__Task prompt__: Each line of the material below is to be given again exactly.

__Provided records__:
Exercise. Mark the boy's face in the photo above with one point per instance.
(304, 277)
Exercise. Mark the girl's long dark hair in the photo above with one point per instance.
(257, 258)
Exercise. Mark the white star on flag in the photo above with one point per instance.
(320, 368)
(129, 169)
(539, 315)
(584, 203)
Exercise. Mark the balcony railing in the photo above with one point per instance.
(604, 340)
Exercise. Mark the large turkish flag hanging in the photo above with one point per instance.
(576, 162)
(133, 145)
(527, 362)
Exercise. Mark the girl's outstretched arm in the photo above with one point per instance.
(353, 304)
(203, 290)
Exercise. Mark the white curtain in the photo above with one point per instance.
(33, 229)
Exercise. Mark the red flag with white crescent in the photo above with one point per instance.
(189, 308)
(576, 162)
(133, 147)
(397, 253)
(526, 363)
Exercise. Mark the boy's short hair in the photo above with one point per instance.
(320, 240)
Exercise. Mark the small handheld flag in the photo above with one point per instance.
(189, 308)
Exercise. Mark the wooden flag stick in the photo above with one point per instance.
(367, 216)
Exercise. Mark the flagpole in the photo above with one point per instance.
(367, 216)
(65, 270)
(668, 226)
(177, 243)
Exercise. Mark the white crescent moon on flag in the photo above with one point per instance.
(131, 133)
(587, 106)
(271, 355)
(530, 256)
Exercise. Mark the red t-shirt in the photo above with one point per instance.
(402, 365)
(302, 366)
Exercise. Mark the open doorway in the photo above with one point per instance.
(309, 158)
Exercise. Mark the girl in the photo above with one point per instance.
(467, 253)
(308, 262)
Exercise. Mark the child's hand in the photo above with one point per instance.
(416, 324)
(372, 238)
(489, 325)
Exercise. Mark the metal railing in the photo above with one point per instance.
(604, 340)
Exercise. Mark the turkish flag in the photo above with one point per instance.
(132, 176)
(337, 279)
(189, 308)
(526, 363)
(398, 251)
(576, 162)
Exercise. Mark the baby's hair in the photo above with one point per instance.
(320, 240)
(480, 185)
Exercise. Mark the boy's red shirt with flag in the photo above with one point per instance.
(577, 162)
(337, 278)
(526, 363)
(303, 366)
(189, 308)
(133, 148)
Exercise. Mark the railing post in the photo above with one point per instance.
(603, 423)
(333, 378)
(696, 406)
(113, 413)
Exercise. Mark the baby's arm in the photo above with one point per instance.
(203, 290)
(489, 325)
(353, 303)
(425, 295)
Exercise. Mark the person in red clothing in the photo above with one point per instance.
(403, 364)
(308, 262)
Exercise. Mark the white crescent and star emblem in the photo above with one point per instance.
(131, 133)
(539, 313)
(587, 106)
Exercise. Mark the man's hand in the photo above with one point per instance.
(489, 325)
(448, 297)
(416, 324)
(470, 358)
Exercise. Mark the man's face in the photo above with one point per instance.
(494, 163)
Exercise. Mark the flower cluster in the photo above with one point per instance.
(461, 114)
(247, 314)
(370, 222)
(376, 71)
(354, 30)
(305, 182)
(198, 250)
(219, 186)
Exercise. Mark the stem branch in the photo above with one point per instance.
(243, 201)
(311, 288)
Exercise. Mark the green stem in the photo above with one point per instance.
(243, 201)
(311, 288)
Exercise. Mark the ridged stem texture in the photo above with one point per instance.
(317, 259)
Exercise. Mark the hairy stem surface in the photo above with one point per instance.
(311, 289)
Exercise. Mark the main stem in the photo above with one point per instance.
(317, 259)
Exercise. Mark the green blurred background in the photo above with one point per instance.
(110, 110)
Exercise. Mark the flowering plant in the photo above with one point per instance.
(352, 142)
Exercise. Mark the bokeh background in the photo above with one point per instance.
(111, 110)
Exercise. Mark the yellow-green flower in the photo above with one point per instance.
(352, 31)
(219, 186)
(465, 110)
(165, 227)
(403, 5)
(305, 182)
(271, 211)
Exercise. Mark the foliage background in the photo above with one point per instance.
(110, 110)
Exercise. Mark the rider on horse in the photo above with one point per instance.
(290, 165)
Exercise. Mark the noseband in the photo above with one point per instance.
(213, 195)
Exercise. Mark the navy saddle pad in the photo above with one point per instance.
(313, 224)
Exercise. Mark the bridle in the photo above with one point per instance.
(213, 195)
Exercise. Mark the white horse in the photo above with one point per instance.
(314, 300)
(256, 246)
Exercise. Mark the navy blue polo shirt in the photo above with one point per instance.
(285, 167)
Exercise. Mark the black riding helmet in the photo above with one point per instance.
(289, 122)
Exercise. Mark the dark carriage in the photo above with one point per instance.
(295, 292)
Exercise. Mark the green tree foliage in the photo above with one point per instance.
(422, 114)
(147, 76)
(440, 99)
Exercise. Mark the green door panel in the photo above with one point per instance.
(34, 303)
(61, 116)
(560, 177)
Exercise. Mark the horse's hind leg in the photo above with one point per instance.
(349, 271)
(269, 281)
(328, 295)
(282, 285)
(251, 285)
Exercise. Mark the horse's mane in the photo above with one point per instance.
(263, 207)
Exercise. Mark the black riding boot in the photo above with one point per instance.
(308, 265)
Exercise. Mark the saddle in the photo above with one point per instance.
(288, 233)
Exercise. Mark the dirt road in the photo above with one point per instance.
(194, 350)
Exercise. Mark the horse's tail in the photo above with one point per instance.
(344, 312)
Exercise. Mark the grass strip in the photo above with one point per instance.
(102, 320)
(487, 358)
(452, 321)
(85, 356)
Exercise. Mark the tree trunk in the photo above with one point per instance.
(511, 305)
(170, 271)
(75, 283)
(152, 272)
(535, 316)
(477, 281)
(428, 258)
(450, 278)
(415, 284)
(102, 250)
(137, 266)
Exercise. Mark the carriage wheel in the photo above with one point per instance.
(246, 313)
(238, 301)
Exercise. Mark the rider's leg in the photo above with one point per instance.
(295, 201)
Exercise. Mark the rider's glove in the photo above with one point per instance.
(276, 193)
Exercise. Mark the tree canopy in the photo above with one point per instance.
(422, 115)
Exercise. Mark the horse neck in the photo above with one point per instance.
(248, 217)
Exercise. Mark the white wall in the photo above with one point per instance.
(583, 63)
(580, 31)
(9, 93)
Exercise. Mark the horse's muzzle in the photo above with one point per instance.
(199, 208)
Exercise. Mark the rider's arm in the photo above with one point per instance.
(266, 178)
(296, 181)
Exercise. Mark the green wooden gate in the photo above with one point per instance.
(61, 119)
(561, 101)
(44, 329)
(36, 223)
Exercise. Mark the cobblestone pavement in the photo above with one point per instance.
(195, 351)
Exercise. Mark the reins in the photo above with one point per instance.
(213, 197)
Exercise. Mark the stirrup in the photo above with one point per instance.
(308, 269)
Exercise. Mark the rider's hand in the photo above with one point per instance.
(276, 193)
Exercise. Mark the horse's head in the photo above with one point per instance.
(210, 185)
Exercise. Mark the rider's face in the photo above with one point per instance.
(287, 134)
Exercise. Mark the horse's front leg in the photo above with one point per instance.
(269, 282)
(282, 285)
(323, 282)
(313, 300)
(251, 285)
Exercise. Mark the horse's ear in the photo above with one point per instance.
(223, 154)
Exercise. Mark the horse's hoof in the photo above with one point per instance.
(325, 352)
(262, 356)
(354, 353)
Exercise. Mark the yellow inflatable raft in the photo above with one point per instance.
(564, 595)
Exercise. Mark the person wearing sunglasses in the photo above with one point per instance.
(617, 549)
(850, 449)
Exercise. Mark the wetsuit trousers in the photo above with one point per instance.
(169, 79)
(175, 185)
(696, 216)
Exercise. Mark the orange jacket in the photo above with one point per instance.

__Answer for the task__:
Exercise. Mark the boy's face in the photo above with one point per instance.
(304, 277)
Exercise. Mark the girl's long dark hair in the photo above with one point per instance.
(257, 258)
Exercise. Mark the white star on flag in the photo above with one point per instance.
(320, 368)
(129, 169)
(539, 315)
(584, 203)
Exercise. Mark the balcony railing in the photo above with one point per instance.
(604, 340)
Exercise. Mark the large turkish flag hanging in the photo above with one point per instance.
(576, 162)
(133, 145)
(527, 362)
Exercise. Mark the girl's outstretched arm in the photo above with one point per instance.
(353, 304)
(203, 290)
Exercise. Mark the white curtain in the photo above with one point per instance.
(33, 229)
Exercise. Mark the red flag with white crescent in the photo above with one point per instance.
(189, 308)
(576, 162)
(133, 147)
(397, 253)
(526, 363)
Exercise. Mark the boy's short hair in the photo above with one point per instance.
(320, 240)
Exercise. Mark the small handheld flag in the photo above with one point per instance.
(189, 308)
Exercise. Mark the wooden flag stick in the photo above with one point per instance.
(367, 216)
Exercise. Mark the flagpole in the photo above with one point per instance.
(367, 216)
(65, 270)
(668, 226)
(177, 243)
Exercise. Mark the white crescent moon on flag in the photo above with one point per instance.
(131, 133)
(587, 106)
(271, 355)
(530, 256)
Exercise. Mark the red t-shirt in the photo above with one point per instance.
(402, 365)
(302, 366)
Exercise. Mark the open doorway in the photo above with one point per instance.
(309, 158)
Exercise. Mark the girl in the photo above with one point per instance.
(467, 253)
(308, 262)
Exercise. Mark the child's hand in the photo above with one point per instance.
(416, 324)
(372, 238)
(489, 325)
Exercise. Mark the metal railing in the photo above with one point per instance.
(604, 340)
Exercise. Mark the turkish flag in the photo above with one point per instance.
(132, 176)
(337, 279)
(189, 308)
(526, 363)
(398, 251)
(576, 162)
Exercise. Mark the baby's hair in the photo above with one point per instance.
(320, 240)
(480, 185)
Exercise. Mark the boy's red shirt with flag in the photo above with one point per instance.
(577, 162)
(337, 278)
(526, 363)
(303, 366)
(189, 308)
(133, 148)
Exercise. Mark the railing post in the photo above with one point per instance.
(603, 423)
(333, 378)
(696, 406)
(113, 413)
Exercise. Mark the baby's arm in the photo above with one point per instance.
(203, 290)
(489, 325)
(353, 303)
(425, 295)
Exercise. Mark the person in red clothing in the photo above with one point per instance.
(403, 364)
(308, 262)
Exercise. Mark the white crescent and star emblem in the photo above with one point per instance.
(131, 133)
(539, 313)
(587, 106)
Exercise. Mark the man's hand in the photo above with one point per instance.
(489, 325)
(448, 297)
(416, 324)
(470, 358)
Exercise. Mark the man's face in the photo above with one point per instance.
(494, 163)
Exercise. Mark the flower cluster in the photo above with one point per instance.
(461, 114)
(247, 314)
(370, 222)
(376, 71)
(354, 30)
(305, 182)
(198, 250)
(219, 186)
Exercise. Mark the stem branch in the photo above with one point per instance.
(243, 201)
(311, 288)
Exercise. Mark the green stem in the photo above with one point per instance.
(243, 201)
(311, 288)
Exercise. Mark the ridged stem texture in the photo above with one point per instance.
(317, 259)
Exercise. Mark the hairy stem surface in the photo above with one point per instance.
(311, 289)
Exercise. Mark the main stem in the photo above with one point per instance.
(317, 259)
Exercise. Mark the green blurred background in the photo above with one point per instance.
(110, 110)
Exercise. Mark the flowering plant in the photo above with one point per instance.
(352, 142)
Exercise. Mark the bokeh background in the photo above with one point per instance.
(111, 110)
Exercise. Mark the yellow-green flower in the photo above with one point per instance.
(352, 31)
(219, 186)
(465, 110)
(165, 227)
(403, 5)
(305, 182)
(271, 211)
Exercise. Mark the foliage background in the photo above with one point per instance.
(110, 110)
Exercise. Mark the rider on horse in the photo above with one point per instance.
(290, 165)
Exercise. Mark the noseband in the photo above with one point per instance.
(213, 195)
Exercise. Mark the navy saddle pad in the photo above with one point per instance.
(313, 224)
Exercise. Mark the bridle in the photo above with one point per instance.
(213, 195)
Exercise. Mark the white horse in the photo above with one point per instance.
(314, 300)
(256, 246)
Exercise. Mark the navy blue polo shirt in the photo above with one point per instance.
(285, 167)
Exercise. Mark the black riding helmet in the photo above with one point per instance.
(289, 122)
Exercise. Mark the dark carriage in the photo above with one point per instance.
(295, 292)
Exercise. Mark the green tree foliage in the photo above with one point per instance.
(422, 114)
(147, 76)
(440, 99)
Exercise. Mark the green door panel in the photo above with one point per instance.
(34, 303)
(61, 116)
(560, 177)
Exercise. Mark the horse's hind leg in the photo above with one point per instance.
(349, 271)
(269, 281)
(328, 295)
(282, 285)
(251, 285)
Exercise. Mark the horse's mane in the photo above with one point per instance.
(263, 207)
Exercise. Mark the black riding boot in the photo above with one point per instance.
(308, 265)
Exercise. Mark the saddle in the photo above with one point per instance.
(288, 233)
Exercise. Mark the dirt road in the photo above with one point per instance.
(194, 350)
Exercise. Mark the horse's tail in the photo above with one point per instance.
(344, 312)
Exercise. Mark the grass strip in the photo above with one point per instance.
(102, 320)
(487, 358)
(452, 321)
(85, 356)
Exercise. Mark the tree trunk in the photo above with one point per instance.
(511, 305)
(170, 271)
(75, 283)
(152, 272)
(535, 316)
(477, 281)
(428, 258)
(450, 278)
(415, 284)
(102, 250)
(137, 266)
Exercise. Mark the carriage wheel in the photo above with one point per instance.
(246, 313)
(238, 301)
Exercise. Mark the rider's leg in the photo above with one point per instance.
(295, 201)
Exercise. Mark the rider's glove in the photo above with one point per instance.
(276, 193)
Exercise. Mark the tree canopy in the photo above with one point per instance.
(422, 115)
Exercise. Mark the horse neck in the photo above with one point per instance.
(248, 217)
Exercise. Mark the white wall in the photo above with one point per instance.
(583, 63)
(580, 31)
(9, 93)
Exercise. Mark the horse's muzzle in the photo above with one point per instance.
(199, 208)
Exercise. Mark the rider's arm in the photo above with one point per instance.
(266, 178)
(296, 181)
Exercise. Mark the green wooden gate in the photo above with one point per instance.
(61, 119)
(561, 101)
(44, 329)
(36, 223)
Exercise. Mark the cobblestone pavement in the photo above with one point per instance.
(195, 351)
Exercise. Mark the reins in the photo above with one point per instance.
(213, 197)
Exercise. Mark the stirrup in the photo above with one point per instance.
(308, 269)
Exercise. Mark the rider's hand in the photo above with one point per instance.
(276, 193)
Exercise. Mark the horse's head in the photo above with one point per instance.
(210, 185)
Exercise. Mark the rider's face in the photo above with one point per instance.
(287, 134)
Exercise. Mark the horse's front leg in the photo above with one point per instance.
(269, 282)
(282, 285)
(323, 282)
(313, 300)
(251, 285)
Exercise. Mark the horse's ear in the photo above with one point per instance.
(223, 154)
Exercise. Mark the horse's hoof in the photo above with one point per instance.
(325, 352)
(262, 356)
(354, 353)
Exercise. Mark the yellow inflatable raft in the photo above with one point per instance.
(564, 595)
Exercise. Mark the person wearing sunglasses in the photo above with one point per instance.
(617, 549)
(850, 449)
Exercise. Mark the wetsuit trousers in the photo above with one point per instance.
(169, 79)
(175, 185)
(696, 216)
Exercise. Mark the orange jacket in the photo above with one point per instance.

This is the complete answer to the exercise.